━━━ Input

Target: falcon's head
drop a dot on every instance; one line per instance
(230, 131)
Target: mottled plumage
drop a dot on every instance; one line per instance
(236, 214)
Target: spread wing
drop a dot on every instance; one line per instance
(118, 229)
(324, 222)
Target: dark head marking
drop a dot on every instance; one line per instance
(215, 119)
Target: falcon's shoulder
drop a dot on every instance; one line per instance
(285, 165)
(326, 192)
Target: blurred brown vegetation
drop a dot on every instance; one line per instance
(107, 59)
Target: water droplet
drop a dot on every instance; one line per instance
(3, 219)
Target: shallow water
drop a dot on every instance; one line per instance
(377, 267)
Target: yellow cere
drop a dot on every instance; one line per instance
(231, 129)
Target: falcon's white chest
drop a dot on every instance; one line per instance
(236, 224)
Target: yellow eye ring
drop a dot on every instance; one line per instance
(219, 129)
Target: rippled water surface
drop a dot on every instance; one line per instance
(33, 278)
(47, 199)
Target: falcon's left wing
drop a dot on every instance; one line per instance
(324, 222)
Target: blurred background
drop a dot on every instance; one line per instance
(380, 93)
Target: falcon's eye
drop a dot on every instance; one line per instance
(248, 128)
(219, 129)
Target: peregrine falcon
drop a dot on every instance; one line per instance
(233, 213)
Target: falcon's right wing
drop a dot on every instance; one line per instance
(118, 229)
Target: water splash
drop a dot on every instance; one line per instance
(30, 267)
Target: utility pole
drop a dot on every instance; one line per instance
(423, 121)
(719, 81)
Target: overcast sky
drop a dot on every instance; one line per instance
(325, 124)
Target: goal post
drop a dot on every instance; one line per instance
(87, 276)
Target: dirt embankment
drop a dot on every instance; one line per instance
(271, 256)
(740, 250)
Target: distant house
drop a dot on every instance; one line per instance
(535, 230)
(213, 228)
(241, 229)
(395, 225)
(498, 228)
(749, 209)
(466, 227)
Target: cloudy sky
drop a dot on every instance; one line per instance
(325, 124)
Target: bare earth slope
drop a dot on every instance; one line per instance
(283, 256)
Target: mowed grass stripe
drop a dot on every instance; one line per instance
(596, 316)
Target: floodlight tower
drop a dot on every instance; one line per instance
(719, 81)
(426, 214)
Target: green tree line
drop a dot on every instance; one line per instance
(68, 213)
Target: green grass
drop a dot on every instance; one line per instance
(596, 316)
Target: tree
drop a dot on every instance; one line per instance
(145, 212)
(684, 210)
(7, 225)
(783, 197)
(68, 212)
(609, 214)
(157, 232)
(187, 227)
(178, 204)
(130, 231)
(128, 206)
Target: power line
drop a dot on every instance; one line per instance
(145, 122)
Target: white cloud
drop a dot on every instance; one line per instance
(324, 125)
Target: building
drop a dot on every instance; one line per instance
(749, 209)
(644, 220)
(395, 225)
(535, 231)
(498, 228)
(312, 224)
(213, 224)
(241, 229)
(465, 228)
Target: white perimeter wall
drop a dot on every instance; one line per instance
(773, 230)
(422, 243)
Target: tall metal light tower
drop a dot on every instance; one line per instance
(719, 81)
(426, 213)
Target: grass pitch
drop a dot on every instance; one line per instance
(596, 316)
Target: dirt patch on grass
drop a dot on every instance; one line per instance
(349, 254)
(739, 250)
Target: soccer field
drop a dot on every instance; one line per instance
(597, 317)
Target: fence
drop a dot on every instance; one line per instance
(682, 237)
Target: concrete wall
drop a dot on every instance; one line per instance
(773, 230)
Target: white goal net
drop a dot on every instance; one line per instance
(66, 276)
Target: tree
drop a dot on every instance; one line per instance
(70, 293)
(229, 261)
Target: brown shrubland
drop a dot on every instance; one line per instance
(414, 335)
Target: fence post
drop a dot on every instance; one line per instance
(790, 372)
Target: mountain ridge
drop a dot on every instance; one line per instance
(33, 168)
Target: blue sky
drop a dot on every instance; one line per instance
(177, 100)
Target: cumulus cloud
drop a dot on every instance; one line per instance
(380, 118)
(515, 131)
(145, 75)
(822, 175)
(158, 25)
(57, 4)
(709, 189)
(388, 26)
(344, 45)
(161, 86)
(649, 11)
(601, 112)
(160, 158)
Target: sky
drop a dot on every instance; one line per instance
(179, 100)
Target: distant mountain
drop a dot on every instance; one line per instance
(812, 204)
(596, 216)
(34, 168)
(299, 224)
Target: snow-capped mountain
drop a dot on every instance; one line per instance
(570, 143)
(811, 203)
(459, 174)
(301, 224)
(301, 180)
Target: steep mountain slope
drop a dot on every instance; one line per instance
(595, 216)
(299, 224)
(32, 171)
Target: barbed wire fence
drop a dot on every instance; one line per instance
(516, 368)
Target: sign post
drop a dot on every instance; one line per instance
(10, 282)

━━━━━━

* _Required task_
Write the material out again in its entirety, exactly as shown.

* _Full output_
Target: falcon's head
drop a dot on every instance; one line per instance
(230, 131)
Target: mottled plumage
drop a dot on every instance; one line per instance
(236, 214)
Target: spread wing
drop a dot on every instance; one line per instance
(118, 229)
(324, 222)
Target: dark head marking
drop a dot on every instance; one line per instance
(215, 119)
Target: falcon's shoulder
drop a dot on every instance; one line per instance
(285, 165)
(326, 192)
Target: blurred brown vegetation
drop a dot on every instance; one line per instance
(107, 59)
Target: water droplet
drop a dot on every instance; one line per instance
(3, 219)
Target: shallow water
drop a dot on every instance; one line per instance
(377, 267)
Target: yellow cere
drop a dot on every instance; one line per instance
(231, 129)
Target: falcon's white chest
drop a dot on every instance; one line per instance
(236, 224)
Target: yellow eye ring
drop a dot on every instance; one line per instance
(219, 129)
Target: rippled water surface
drop a dot on every instance; one line per instance
(33, 278)
(47, 199)
Target: falcon's left wing
drop a dot on every instance; one line per instance
(324, 222)
Target: blurred background
drop a dot on every instance; one line per instance
(380, 93)
Target: falcon's eye
drop a dot on every instance; one line per instance
(248, 128)
(219, 129)
Target: peregrine falcon
drop a dot on every instance; one line per instance
(233, 213)
Target: falcon's right wing
drop a dot on every instance; one line per instance
(118, 229)
Target: water splash
drop a dot on every instance; one line per instance
(30, 267)
Target: utility pole
drop a dot on every instance; one line per instance
(423, 121)
(719, 81)
Target: overcast sky
drop a dot on every instance; one line per instance
(325, 124)
Target: goal post
drop a dot on every instance; one line per instance
(87, 276)
Target: dirt embankment
drop a dot on every instance; one line per instance
(271, 256)
(740, 250)
Target: distant house
drop a dot on every instance; one line per instance
(535, 230)
(213, 228)
(241, 229)
(395, 225)
(498, 228)
(749, 209)
(466, 227)
Target: cloudy sky
drop a dot on every instance; one line per instance
(325, 124)
Target: bare earth slope
drop a dot on every instance; one line per instance
(283, 256)
Target: mowed grass stripe
drop a dot on every instance; one line per instance
(596, 316)
Target: floodlight tower
drop a dot on every instance; one line per instance
(719, 81)
(426, 214)
Target: green tree line
drop a dot on every instance; one line per instance
(68, 213)
Target: green grass
drop a dot on every instance; one line per instance
(596, 316)
Target: tree
drop a dot on every instance; one line per instance
(145, 212)
(684, 210)
(7, 225)
(783, 197)
(68, 212)
(609, 214)
(157, 232)
(187, 227)
(178, 204)
(130, 231)
(128, 206)
Target: power line
drop a dot on every instance; one line per instance
(145, 122)
Target: white cloud
drop a dot on every instance; one line per instance
(324, 125)
Target: building
drop a dot on every instance; one line per instance
(749, 209)
(644, 220)
(395, 225)
(535, 231)
(498, 228)
(312, 224)
(213, 224)
(241, 229)
(465, 228)
Target: white perimeter wall
drop a dot on every instance; one line per instance
(773, 230)
(422, 243)
Target: tall metal light tower
drop a dot on every instance; one line per instance
(719, 81)
(426, 213)
Target: grass pitch
drop a dot on every instance; one line per instance
(596, 316)
Target: dirt patch on grass
drop a dot on every instance; one line per instance
(349, 254)
(739, 250)
Target: soccer field
drop a dot on every instance; one line per instance
(597, 317)
Target: fence
drop a dot on every instance; one line per instance
(682, 237)
Target: concrete wall
drop a dot on every instance; one line per instance
(773, 230)
Target: white goal net
drop a dot on every instance; one line per instance
(66, 276)
Target: tree
drop a dot on every instance; one line per instance
(70, 293)
(229, 261)
Target: brown shrubland
drop a dot on every instance; one line per instance
(414, 335)
Target: fence post
drop a dot on every instance; one line per instance
(790, 372)
Target: mountain ridge
drop a dot on every instance; one line per instance
(33, 168)
Target: blue sky
drop a dot on every instance; one line per instance
(177, 100)
Target: cumulus cloud
drop a dot on every instance; one line per instance
(380, 118)
(515, 131)
(145, 75)
(822, 175)
(158, 25)
(57, 4)
(709, 189)
(388, 26)
(344, 45)
(161, 86)
(649, 11)
(601, 112)
(160, 158)
Target: sky
drop a dot on every instance; one line per instance
(179, 100)
Target: distant mountain
drop a dot on every instance; one line per instance
(812, 204)
(596, 216)
(34, 168)
(299, 224)
Target: snow-capped mountain
drop a dot on every instance; one line per instance
(570, 143)
(811, 203)
(459, 174)
(301, 224)
(301, 180)
Target: steep mountain slope
drop a dot on every instance; one line per instance
(595, 216)
(299, 224)
(32, 171)
Target: barbed wire fence
drop a dot on every instance; one line per instance
(516, 368)
Target: sign post
drop a dot on every instance; one line per instance
(10, 282)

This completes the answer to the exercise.